## Ausgangstext
_ _ _ _
Vermutlich ist Erlls Artikel nur das Symptom für ein tiefer liegendes, strukturelles Problem des begrifflich oftmals überfrachteten Bandes. Dass „bewusst darauf verzichtet“ wird, „alle Artikel in ein einheitliches Schema zu pressen“ (S. 14), führt zu zahlreichen Redundanzen, die durch Querverweise hätten behoben werden können – selbst wenn sie zugegebenermaßen auch ihr Gutes haben, da kaum jemand sämtliche Artikel durcharbeiten wird. Einige ausgezeichnete Ideen hätten durch eine sorgsamere, nicht notwendigerweise repressive Redaktion systematisiert werden und so ihrer bloß individuellen Zufälligkeit entrissen werden müssen. So erwähnen mehrere Beitragende – etwa Alois Wierlacher und Corinna Albrecht sowie Hans-Jürgen Lüsebrink – die praktischen, lebensweltlichen Aspekte der Kulturwissenschaften, die gerade für BA-Studierende mit ihren außerwissenschaftlichen beruflichen Ambitionen äußerst aufschlussreich sein können und eine größere Beachtung verdient hätten. Mehr Zutrauen in einen klug koordinierten, kollektiven Erkenntnisprozess hätte vielleicht auch originellere Präsentationsweisen zu Tage gefördert, die über ein konturierendes Fettdrucken von besonders wichtigen Wendungen, Begriffen oder Personen hinausgegangen wären. Angesichts der unüberschaubaren Vielzahl an „Turns“, die in den letzten Jahren und Jahrzehnten gerade auf dem Feld der Kulturwissenschaften diagnostiziert oder eingeklagt wurden, sollte nämlich nicht unterschlagen werden, dass sie allesamt ihrer Intention nach nicht nur auf eine Revision des Gegenstandsbereichs und des Methodenspektrums der Kulturwissenschaften abzielen, sondern auch auf eine Transformation der wissenschaftlichen Darstellungsformen. Dies wird z.B. in dem Beitrag von Bachmann-Medick mit Blick auf Clifford Geertz auch vermerkt (S. 100). Einfügungen von Bildern oder Experimente in der argumentativen Anordnung konstituieren Darstellungsweisen, die zugleich einen spezifischen Erkenntnisgewinn versprechen. Es hätte dem Handbuch sicherlich gut getan, wenn solche reizvolleren Formen der Wissenspräsentation den manchmal allzu konventionellen Charakter der Beiträge aufgelockert hätten. Bei aller herausragenden Qualität im Einzelnen bleibt deshalb insgesamt festzuhalten: Für EinsteigerInnen ist dieser Band kaum mehr als eine kostspielige Enttäuschung, für Fortgeschrittene eine nicht unbedingt nötige Ergänzung und Anregung zum Weiterlesen.
_ _ _ _
(Gespeicherte Einträge)
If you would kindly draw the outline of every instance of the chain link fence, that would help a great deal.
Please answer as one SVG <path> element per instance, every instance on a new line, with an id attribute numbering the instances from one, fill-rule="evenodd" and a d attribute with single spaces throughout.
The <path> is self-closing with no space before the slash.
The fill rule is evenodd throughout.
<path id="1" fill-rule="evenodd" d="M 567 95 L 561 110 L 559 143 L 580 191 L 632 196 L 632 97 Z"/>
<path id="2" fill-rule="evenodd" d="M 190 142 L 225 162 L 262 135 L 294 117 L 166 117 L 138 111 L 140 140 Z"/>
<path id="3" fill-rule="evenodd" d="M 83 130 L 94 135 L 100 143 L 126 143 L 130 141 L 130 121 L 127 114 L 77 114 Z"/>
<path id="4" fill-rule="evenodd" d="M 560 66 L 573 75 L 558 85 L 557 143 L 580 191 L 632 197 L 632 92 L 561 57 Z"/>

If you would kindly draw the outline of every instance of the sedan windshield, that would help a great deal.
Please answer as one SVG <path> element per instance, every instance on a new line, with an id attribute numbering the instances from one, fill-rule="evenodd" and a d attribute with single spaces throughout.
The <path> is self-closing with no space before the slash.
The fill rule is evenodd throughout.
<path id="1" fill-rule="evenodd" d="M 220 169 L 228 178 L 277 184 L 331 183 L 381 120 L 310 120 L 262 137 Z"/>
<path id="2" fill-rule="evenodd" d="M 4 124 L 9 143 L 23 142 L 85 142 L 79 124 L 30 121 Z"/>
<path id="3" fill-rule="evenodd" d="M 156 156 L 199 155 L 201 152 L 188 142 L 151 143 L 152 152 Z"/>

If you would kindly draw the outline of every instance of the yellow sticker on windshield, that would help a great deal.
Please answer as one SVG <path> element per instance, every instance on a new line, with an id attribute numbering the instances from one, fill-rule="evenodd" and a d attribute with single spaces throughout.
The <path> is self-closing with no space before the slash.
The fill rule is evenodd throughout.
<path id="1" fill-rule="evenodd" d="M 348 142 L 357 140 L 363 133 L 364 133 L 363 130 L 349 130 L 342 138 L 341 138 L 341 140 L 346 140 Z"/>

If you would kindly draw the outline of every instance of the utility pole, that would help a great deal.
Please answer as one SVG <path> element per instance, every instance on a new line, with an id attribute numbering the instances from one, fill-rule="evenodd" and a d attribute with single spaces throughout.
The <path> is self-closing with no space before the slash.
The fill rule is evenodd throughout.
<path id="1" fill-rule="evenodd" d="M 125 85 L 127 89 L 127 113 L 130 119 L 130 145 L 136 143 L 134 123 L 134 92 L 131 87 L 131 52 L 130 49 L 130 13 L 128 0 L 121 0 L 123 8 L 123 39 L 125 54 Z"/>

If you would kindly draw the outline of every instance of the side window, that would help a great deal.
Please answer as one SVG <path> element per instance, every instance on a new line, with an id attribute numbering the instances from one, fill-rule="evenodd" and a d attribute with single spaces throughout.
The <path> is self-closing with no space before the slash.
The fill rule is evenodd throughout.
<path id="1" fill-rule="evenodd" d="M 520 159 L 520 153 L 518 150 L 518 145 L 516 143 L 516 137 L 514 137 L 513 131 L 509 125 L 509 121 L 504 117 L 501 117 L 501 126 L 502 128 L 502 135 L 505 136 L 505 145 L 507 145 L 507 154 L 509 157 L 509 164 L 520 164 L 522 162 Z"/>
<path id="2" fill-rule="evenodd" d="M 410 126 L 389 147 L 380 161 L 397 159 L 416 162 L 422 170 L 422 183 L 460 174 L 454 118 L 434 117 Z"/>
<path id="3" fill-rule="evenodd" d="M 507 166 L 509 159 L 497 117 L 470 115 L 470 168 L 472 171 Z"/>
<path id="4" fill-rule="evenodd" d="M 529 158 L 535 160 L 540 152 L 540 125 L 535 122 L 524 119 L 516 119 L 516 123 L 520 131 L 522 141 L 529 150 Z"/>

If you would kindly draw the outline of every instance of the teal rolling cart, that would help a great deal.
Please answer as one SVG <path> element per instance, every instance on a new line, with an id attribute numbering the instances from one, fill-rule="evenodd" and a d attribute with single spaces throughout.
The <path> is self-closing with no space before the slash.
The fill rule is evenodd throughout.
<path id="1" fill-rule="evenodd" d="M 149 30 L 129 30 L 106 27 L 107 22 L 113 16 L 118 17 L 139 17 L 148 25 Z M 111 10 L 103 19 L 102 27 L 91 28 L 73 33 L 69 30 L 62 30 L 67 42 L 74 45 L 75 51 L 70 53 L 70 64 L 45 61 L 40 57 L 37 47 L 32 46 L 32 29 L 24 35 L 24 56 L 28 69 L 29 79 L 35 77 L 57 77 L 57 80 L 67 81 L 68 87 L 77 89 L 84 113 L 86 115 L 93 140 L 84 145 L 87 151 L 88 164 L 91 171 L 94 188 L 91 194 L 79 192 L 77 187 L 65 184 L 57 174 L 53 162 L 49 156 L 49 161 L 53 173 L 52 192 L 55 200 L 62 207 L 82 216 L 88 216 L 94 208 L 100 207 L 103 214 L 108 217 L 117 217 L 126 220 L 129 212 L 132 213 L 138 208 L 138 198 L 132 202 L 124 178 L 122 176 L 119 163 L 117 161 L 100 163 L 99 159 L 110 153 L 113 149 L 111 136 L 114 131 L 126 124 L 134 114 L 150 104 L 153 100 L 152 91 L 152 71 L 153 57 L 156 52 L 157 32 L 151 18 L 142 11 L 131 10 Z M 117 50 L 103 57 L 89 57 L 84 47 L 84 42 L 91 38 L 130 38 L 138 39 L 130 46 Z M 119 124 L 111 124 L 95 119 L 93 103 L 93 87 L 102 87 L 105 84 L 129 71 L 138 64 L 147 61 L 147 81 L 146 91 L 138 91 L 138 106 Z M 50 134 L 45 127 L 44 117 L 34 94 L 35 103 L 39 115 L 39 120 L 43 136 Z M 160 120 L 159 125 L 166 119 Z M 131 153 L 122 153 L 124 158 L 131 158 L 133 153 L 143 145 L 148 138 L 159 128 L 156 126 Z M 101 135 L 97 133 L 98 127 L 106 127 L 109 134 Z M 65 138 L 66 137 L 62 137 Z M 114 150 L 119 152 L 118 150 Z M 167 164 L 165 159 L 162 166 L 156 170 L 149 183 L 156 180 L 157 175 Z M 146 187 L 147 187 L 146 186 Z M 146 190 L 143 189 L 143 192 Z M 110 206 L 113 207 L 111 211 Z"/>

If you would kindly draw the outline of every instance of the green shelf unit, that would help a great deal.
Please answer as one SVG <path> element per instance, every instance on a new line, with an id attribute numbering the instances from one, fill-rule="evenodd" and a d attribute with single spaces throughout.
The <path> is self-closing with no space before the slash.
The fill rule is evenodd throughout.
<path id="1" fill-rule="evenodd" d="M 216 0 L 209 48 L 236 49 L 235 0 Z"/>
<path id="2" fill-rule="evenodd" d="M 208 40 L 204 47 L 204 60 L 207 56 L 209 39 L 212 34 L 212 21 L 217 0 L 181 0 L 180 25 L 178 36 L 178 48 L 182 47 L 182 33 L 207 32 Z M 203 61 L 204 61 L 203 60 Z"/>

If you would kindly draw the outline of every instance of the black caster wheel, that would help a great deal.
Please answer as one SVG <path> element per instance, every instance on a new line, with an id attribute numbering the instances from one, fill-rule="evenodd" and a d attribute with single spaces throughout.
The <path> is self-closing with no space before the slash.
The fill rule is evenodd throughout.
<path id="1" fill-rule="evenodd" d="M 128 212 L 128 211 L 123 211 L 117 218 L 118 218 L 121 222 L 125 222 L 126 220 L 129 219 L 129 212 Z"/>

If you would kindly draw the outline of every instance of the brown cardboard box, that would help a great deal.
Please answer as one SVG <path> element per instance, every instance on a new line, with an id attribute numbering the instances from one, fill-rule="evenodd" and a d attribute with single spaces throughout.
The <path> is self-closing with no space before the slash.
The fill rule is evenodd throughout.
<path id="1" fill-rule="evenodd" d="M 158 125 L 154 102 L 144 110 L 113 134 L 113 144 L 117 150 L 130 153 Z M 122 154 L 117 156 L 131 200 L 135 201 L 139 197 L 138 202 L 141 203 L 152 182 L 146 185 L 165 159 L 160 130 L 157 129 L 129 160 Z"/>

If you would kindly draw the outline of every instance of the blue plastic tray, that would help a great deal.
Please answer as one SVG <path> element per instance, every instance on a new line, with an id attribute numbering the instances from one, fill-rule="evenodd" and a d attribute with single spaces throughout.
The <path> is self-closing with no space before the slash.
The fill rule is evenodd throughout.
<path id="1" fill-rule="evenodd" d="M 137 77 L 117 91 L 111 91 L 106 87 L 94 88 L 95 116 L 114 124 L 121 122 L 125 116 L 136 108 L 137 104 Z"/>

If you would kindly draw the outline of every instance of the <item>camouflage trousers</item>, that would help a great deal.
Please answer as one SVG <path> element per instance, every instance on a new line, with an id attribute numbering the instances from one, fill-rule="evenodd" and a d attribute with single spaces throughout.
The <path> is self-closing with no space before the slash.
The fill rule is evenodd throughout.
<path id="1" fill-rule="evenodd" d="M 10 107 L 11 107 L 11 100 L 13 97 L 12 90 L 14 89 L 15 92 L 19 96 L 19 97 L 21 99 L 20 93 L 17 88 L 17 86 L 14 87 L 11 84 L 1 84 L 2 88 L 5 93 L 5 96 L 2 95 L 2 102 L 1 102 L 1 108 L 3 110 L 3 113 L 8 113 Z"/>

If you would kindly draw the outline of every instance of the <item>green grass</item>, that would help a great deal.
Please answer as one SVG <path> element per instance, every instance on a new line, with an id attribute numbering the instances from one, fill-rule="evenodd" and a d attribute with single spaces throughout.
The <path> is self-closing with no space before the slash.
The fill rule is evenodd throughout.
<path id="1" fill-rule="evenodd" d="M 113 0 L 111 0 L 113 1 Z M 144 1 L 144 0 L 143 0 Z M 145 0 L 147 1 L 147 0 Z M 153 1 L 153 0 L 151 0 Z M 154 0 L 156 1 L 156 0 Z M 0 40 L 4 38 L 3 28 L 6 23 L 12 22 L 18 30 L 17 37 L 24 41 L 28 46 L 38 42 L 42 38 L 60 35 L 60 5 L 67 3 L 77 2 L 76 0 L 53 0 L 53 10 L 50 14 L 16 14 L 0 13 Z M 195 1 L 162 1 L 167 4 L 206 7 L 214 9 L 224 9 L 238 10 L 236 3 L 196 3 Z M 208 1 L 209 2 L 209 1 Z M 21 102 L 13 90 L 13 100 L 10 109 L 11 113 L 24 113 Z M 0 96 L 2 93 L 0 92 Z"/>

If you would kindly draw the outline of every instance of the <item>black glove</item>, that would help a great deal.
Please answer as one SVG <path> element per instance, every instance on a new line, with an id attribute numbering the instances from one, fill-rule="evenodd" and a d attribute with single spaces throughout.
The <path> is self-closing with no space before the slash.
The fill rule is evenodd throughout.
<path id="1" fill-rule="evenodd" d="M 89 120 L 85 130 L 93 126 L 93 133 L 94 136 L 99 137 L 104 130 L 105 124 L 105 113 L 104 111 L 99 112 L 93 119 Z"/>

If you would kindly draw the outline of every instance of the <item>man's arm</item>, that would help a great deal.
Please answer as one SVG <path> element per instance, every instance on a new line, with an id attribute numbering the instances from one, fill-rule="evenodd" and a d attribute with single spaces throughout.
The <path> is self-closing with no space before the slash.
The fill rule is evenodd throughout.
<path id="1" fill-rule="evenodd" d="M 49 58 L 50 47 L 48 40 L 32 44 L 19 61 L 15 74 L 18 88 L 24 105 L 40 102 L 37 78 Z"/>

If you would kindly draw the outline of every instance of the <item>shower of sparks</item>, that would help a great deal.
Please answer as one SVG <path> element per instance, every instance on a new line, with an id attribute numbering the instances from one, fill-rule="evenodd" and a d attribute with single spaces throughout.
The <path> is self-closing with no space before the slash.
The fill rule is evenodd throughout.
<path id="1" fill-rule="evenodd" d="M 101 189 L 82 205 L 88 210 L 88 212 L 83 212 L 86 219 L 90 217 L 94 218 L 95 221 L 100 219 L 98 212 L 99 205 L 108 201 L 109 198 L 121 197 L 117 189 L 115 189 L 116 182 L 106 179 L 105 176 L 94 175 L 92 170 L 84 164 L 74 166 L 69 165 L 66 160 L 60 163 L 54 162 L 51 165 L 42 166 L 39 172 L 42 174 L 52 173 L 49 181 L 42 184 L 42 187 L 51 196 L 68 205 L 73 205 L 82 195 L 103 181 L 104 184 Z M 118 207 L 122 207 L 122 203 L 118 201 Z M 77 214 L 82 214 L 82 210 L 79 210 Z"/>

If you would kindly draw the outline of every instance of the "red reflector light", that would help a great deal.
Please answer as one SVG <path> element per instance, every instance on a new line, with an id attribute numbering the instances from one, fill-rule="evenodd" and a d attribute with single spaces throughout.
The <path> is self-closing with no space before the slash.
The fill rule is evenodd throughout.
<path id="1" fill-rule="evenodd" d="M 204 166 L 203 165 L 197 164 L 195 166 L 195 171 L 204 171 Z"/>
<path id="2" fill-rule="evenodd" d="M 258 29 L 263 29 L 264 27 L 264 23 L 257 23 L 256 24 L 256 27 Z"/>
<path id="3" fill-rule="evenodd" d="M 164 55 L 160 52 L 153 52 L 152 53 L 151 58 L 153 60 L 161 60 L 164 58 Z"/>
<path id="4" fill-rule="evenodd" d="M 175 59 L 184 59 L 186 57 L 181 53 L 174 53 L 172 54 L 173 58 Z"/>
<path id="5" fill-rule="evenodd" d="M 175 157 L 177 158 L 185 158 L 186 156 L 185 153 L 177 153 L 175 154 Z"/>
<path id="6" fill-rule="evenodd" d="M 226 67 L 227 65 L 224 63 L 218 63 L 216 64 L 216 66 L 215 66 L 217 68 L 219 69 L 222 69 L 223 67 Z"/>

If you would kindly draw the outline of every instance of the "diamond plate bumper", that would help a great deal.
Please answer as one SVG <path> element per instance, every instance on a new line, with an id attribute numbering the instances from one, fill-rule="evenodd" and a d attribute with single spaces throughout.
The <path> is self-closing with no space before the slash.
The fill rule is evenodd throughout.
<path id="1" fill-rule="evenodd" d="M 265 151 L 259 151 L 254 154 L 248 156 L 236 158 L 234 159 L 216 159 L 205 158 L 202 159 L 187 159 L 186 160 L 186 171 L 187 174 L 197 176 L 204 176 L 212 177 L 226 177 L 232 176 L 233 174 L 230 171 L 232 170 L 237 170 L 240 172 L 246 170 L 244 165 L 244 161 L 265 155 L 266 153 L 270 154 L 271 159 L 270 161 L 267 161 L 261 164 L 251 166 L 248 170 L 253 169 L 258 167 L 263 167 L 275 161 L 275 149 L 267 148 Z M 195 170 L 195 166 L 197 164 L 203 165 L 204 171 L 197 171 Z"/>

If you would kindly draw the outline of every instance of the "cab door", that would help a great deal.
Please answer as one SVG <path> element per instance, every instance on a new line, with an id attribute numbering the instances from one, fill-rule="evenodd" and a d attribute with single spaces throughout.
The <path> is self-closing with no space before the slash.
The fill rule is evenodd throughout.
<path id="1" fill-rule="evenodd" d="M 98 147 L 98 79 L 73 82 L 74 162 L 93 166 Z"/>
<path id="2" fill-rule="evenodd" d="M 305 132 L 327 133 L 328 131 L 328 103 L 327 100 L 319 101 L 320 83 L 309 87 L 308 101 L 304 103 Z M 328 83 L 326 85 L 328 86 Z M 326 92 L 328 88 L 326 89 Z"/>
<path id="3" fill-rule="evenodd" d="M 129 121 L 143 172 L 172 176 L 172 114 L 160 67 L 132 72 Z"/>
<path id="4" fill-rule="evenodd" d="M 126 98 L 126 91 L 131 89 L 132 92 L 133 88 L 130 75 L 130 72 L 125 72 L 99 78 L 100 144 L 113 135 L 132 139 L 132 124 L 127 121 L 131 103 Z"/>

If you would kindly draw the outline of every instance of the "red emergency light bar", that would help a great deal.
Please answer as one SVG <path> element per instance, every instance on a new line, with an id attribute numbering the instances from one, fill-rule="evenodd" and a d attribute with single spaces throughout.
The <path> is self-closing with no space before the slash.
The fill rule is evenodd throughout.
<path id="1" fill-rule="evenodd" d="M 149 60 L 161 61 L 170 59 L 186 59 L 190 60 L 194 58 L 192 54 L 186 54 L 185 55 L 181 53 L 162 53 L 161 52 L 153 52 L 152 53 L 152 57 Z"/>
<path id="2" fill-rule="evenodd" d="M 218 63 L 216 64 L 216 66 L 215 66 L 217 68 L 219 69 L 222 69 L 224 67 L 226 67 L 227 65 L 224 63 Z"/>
_ _ _ _
## Aufgaben
• a. Nenne alle Personen, die in der Rezension mit Namen erwähnt werden.
• b. Prüfe anhand der Rezension, ob die folgenden Aussagen zutreffen, und belege jede Antwort mit dem entscheidenden Wortlaut: (i) Die Redundanzen des Bandes werden ausschließlich negativ bewertet. (ii) Im Beitrag von Bachmann-Medick wird mit Blick auf Clifford Geertz vermerkt, dass die „Turns“ auch auf eine Transformation der wissenschaftlichen Darstellungsformen abzielen. (iii) Für Fortgeschrittene gilt der Band als unverzichtbar.
• c. Fasse die Rezension in drei Sätzen zusammen.
Die Datensätze werden zur Bearbeitung nicht gebraucht.

## Lösungen
• a. Erll, Alois Wierlacher, Corinna Albrecht, Hans-Jürgen Lüsebrink, Bachmann-Medick, Clifford Geertz

• b.
(i) Nein: „selbst wenn sie zugegebenermaßen auch ihr Gutes haben, da kaum jemand sämtliche Artikel durcharbeiten wird“
(ii) Ja: „Dies wird z.B. in dem Beitrag von Bachmann-Medick mit Blick auf Clifford Geertz auch vermerkt (S. 100).“
(iii) Nein: „für Fortgeschrittene eine nicht unbedingt nötige Ergänzung und Anregung zum Weiterlesen“

• c. Der Verzicht auf ein einheitliches Schema führt im Band zu zahlreichen Redundanzen, und einige ausgezeichnete Ideen, etwa zu den praktischen, lebensweltlichen Aspekten der Kulturwissenschaften, hätten durch eine sorgsamere Redaktion systematisiert werden müssen. Die Beiträge sind manchmal allzu konventionell, obwohl die „Turns“ der Kulturwissenschaften auch auf eine Transformation der wissenschaftlichen Darstellungsformen abzielen. Trotz herausragender Qualität im Einzelnen ist der Band für Einsteigerinnen und Einsteiger kaum mehr als eine kostspielige Enttäuschung und für Fortgeschrittene eine nicht unbedingt nötige Ergänzung.